■ **WHAT THE EXERCISE ASKS**
Return the full interview excerpt on Natural Law and the James Wilson Fellowship word for word.

■ **READING PASSAGE**

Were you familiar with Natural Law principles before becoming a JWI fellow and why do you think such programs are beneficial for young lawyers?
Yeah, I probably had more of a background in natural theology or in Natural Law than most people who attend the James Wilson Fellowship, but it was still incredibly eye opening to me. Professor Arkes is brilliant, and he’s got a unique gift in communicating the important truths that are part of his program. My understanding is that the faculty has only gotten better since my time, although I will say my year, we heard from Professor Dan Robinson, who is irreplaceable. So, I was very lucky to be exposed to him through the James Wilson Fellowship.
The JWI program is essential to expose young attorneys to the reality that the dominant conservative legal jurisprudence right now—originalism in its various forms—has significant limitations. The originalism framework answers certain legal questions very well, but it is simply incapable of answering some of the most important and foundational questions. And I’m convinced that judges necessarily engage in natural law reasoning whether they know it or not. It is inherent to judicial decision making. The sooner lawyers understand that, and the better they get at engaging courts on that level, the more effective conservatives will be able to defend and advance virtuous laws. There are many limitations in the prevailing conservative legal theory and if the conservative legal movement is going to advance to a satisfying place, Natural Law is a necessary component of that jurisprudence.
Are there any ending messages you would like to impart either to future JWI fellows or young lawyers in general who are seeking to uphold these principles in a profession that has become somewhat hostile to Natural Law theory?

■ **DATA FOR REVIEW**
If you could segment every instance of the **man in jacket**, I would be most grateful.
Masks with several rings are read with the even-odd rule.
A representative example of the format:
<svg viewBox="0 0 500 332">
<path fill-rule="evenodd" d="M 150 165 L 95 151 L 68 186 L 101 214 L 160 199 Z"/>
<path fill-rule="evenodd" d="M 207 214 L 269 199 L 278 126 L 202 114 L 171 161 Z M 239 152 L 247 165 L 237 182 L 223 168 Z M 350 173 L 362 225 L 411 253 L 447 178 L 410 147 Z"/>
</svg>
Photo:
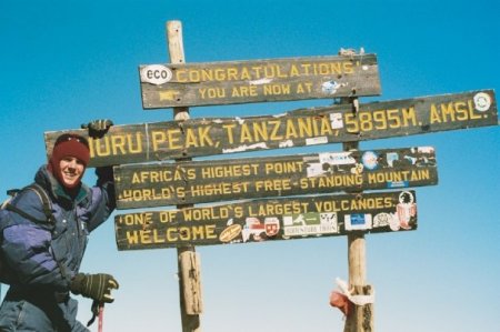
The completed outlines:
<svg viewBox="0 0 500 332">
<path fill-rule="evenodd" d="M 90 122 L 89 133 L 106 132 L 111 124 Z M 48 164 L 34 177 L 48 194 L 52 220 L 47 221 L 37 191 L 22 190 L 12 200 L 14 209 L 41 222 L 11 211 L 4 220 L 1 252 L 14 278 L 0 308 L 0 331 L 89 331 L 77 321 L 78 302 L 70 292 L 94 303 L 113 301 L 118 282 L 112 275 L 79 272 L 87 235 L 116 208 L 111 167 L 96 169 L 94 187 L 81 182 L 89 160 L 83 137 L 66 133 L 57 139 Z"/>
</svg>

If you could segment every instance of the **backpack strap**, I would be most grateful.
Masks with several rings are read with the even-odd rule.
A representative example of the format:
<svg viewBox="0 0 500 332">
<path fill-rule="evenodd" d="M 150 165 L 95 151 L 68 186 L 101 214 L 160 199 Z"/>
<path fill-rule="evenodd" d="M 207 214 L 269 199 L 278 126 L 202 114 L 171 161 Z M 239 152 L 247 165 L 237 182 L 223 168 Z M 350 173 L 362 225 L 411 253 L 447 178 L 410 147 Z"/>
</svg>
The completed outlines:
<svg viewBox="0 0 500 332">
<path fill-rule="evenodd" d="M 12 211 L 14 213 L 18 213 L 19 215 L 34 222 L 34 223 L 50 223 L 53 224 L 54 223 L 54 218 L 52 214 L 52 207 L 50 203 L 50 199 L 49 195 L 47 194 L 46 190 L 38 183 L 32 183 L 28 187 L 24 187 L 22 190 L 32 190 L 37 193 L 37 195 L 40 198 L 41 202 L 42 202 L 42 209 L 43 209 L 43 214 L 46 214 L 46 220 L 39 220 L 37 218 L 34 218 L 33 215 L 22 211 L 21 209 L 19 209 L 16 205 L 12 205 L 10 202 L 8 202 L 4 207 L 6 210 L 8 211 Z"/>
</svg>

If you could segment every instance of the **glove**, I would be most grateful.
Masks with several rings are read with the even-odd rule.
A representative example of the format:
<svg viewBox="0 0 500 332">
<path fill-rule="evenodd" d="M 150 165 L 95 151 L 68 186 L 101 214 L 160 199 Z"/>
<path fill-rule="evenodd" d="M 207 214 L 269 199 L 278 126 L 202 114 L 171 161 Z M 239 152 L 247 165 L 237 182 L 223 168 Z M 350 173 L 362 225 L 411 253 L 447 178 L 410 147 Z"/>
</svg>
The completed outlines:
<svg viewBox="0 0 500 332">
<path fill-rule="evenodd" d="M 109 119 L 101 119 L 90 121 L 89 123 L 83 123 L 81 129 L 88 129 L 89 135 L 92 138 L 102 138 L 111 125 L 113 125 L 113 121 Z"/>
<path fill-rule="evenodd" d="M 71 281 L 70 290 L 73 294 L 93 299 L 98 302 L 111 303 L 111 290 L 118 290 L 118 281 L 110 274 L 83 274 L 78 273 Z"/>
</svg>

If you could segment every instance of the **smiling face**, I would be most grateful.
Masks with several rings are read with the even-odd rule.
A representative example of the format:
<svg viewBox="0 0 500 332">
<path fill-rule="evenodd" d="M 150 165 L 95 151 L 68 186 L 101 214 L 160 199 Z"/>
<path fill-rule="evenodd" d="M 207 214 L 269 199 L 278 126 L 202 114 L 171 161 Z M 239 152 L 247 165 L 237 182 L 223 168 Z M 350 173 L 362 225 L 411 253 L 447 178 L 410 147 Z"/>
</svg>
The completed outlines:
<svg viewBox="0 0 500 332">
<path fill-rule="evenodd" d="M 66 188 L 73 188 L 80 183 L 86 167 L 74 157 L 64 157 L 59 161 L 59 179 Z"/>
</svg>

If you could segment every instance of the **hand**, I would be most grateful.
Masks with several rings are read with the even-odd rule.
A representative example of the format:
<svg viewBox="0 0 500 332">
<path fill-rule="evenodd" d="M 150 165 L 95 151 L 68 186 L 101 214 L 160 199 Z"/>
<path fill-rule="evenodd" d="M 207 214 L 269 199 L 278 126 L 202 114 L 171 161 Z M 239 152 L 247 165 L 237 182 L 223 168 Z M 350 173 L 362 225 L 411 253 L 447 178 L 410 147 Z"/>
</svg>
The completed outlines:
<svg viewBox="0 0 500 332">
<path fill-rule="evenodd" d="M 90 121 L 89 123 L 83 123 L 81 128 L 88 129 L 89 135 L 92 138 L 102 138 L 111 125 L 113 125 L 113 121 L 109 119 L 101 119 Z"/>
<path fill-rule="evenodd" d="M 111 303 L 111 290 L 118 290 L 118 281 L 110 274 L 83 274 L 78 273 L 71 281 L 70 290 L 73 294 L 93 299 L 98 302 Z"/>
</svg>

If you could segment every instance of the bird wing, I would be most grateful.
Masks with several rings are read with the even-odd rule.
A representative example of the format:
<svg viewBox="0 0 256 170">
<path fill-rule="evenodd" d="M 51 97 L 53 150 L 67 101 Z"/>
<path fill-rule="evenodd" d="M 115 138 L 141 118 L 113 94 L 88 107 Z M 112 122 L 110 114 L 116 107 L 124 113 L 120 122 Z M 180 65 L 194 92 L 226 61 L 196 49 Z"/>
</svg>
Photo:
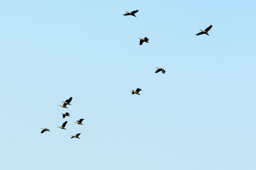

■ **ANSWER TO THE EXERCISE**
Were you familiar with Natural Law principles before becoming a JWI fellow and why do you think such programs are beneficial for young lawyers?
Yeah, I probably had more of a background in natural theology or in Natural Law than most people who attend the James Wilson Fellowship, but it was still incredibly eye opening to me. Professor Arkes is brilliant, and he’s got a unique gift in communicating the important truths that are part of his program. My understanding is that the faculty has only gotten better since my time, although I will say my year, we heard from Professor Dan Robinson, who is irreplaceable. So, I was very lucky to be exposed to him through the James Wilson Fellowship.
The JWI program is essential to expose young attorneys to the reality that the dominant conservative legal jurisprudence right now—originalism in its various forms—has significant limitations. The originalism framework answers certain legal questions very well, but it is simply incapable of answering some of the most important and foundational questions. And I’m convinced that judges necessarily engage in natural law reasoning whether they know it or not. It is inherent to judicial decision making. The sooner lawyers understand that, and the better they get at engaging courts on that level, the more effective conservatives will be able to defend and advance virtuous laws. There are many limitations in the prevailing conservative legal theory and if the conservative legal movement is going to advance to a satisfying place, Natural Law is a necessary component of that jurisprudence.
Are there any ending messages you would like to impart either to future JWI fellows or young lawyers in general who are seeking to uphold these principles in a profession that has become somewhat hostile to Natural Law theory?